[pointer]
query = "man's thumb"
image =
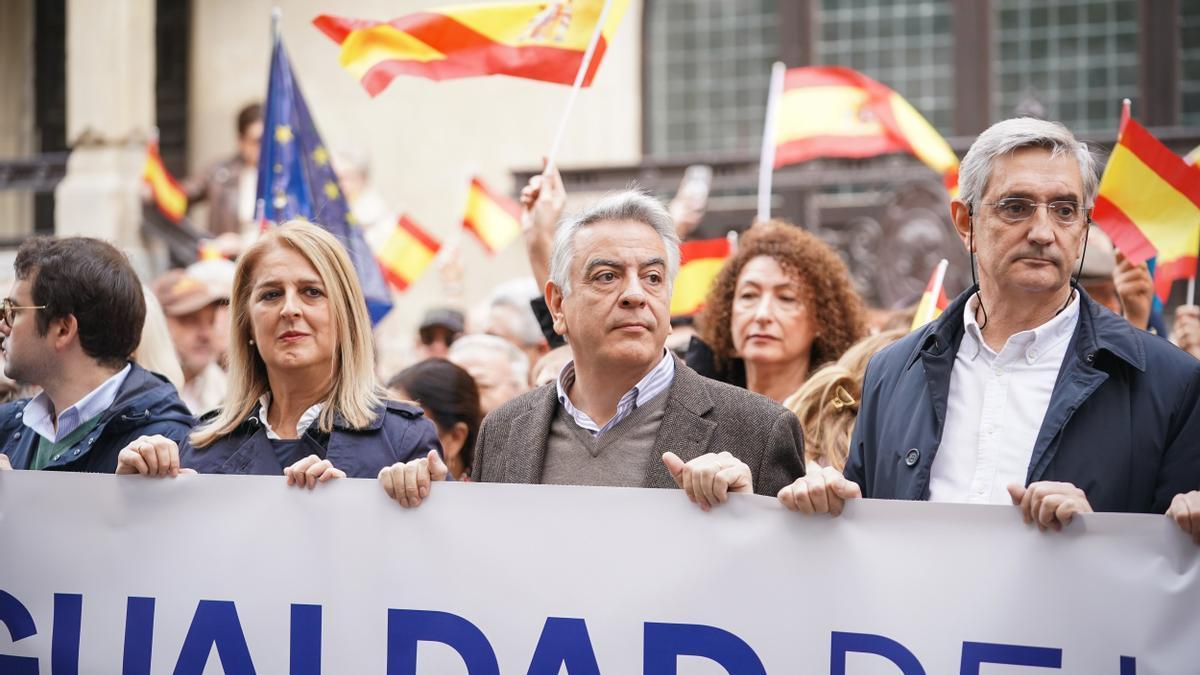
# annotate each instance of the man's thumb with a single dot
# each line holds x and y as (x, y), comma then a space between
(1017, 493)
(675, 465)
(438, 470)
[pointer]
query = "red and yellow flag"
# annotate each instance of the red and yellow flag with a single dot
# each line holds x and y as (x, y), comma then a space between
# # # #
(GOAL OF THE EXERCISE)
Reproduce the listing above line for line, leaving out the pictures.

(FULL SOLUTION)
[pointer]
query = "man's thumb"
image =
# annotate each instance of the man's thumb with a single dot
# each line holds x and y as (x, y), comma then a space between
(1017, 493)
(675, 465)
(438, 470)
[pointer]
query = "red and yellow flag"
# annotate each instance of the red and yellow flag with a single dot
# each line holds x and y as (x, y), comma then a space between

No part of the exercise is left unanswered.